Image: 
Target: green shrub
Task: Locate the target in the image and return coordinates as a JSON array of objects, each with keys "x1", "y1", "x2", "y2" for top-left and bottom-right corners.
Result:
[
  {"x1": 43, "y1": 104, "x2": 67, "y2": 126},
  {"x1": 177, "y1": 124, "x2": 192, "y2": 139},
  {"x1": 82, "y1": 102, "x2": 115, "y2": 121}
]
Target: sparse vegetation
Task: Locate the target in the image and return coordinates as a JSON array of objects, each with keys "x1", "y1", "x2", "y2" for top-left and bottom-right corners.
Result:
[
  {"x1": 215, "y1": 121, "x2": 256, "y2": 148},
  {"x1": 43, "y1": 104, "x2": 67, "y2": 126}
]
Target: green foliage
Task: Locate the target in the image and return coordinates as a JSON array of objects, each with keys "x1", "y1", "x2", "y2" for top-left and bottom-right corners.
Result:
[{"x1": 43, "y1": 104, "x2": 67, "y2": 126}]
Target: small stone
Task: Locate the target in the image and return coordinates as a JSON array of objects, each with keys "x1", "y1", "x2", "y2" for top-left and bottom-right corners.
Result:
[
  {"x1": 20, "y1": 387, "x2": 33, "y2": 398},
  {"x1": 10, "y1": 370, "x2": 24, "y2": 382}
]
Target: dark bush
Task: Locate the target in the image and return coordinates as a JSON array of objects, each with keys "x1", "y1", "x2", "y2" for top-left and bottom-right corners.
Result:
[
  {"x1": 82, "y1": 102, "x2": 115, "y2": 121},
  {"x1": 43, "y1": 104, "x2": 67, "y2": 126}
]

________________

Give the records above as a Markdown table with the columns Number and Record line, one row per line, with blank lines left out.

• [OUTPUT OF THE TASK]
| Number | Record line |
|---|---|
| 1 | Image:  |
| 2 | Target: green shrub |
| 3 | Task: Locate the target in the image and return coordinates as a JSON array of objects, each with keys "x1", "y1", "x2", "y2" for top-left and bottom-right corners. |
| 4 | Result: |
| 5 | [ |
| 6 |   {"x1": 43, "y1": 104, "x2": 67, "y2": 126}, |
| 7 |   {"x1": 177, "y1": 124, "x2": 192, "y2": 139}, |
| 8 |   {"x1": 82, "y1": 102, "x2": 115, "y2": 121} |
| 9 | ] |
| 10 | Target: sparse vegetation |
| 11 | Task: Locate the target in the image and return coordinates as a JSON array of objects, each with keys "x1", "y1", "x2", "y2" for top-left and bottom-right corners. |
| 12 | Result: |
| 13 | [ |
| 14 |   {"x1": 215, "y1": 121, "x2": 256, "y2": 148}, |
| 15 |   {"x1": 43, "y1": 104, "x2": 67, "y2": 126} |
| 16 | ] |
| 17 | Target: green foliage |
| 18 | Task: Locate the target in the image and return coordinates as a JSON array of objects, each with keys "x1", "y1", "x2", "y2" for top-left and bottom-right corners. |
| 19 | Result: |
| 20 | [{"x1": 43, "y1": 104, "x2": 67, "y2": 126}] |
| 21 | Target: small stone |
| 22 | Task: Locate the target in the image and return coordinates as a JSON array of objects, each with keys "x1", "y1", "x2", "y2" for top-left and bottom-right corners. |
| 23 | Result: |
| 24 | [ |
| 25 |   {"x1": 20, "y1": 387, "x2": 33, "y2": 398}, |
| 26 |   {"x1": 10, "y1": 370, "x2": 24, "y2": 382} |
| 27 | ] |
| 28 | Target: dark bush |
| 29 | Task: Locate the target in the image and return coordinates as a JSON array of objects, each with keys "x1", "y1", "x2", "y2" for top-left and bottom-right corners. |
| 30 | Result: |
| 31 | [ |
| 32 |   {"x1": 82, "y1": 102, "x2": 115, "y2": 121}, |
| 33 |   {"x1": 43, "y1": 104, "x2": 67, "y2": 126} |
| 34 | ] |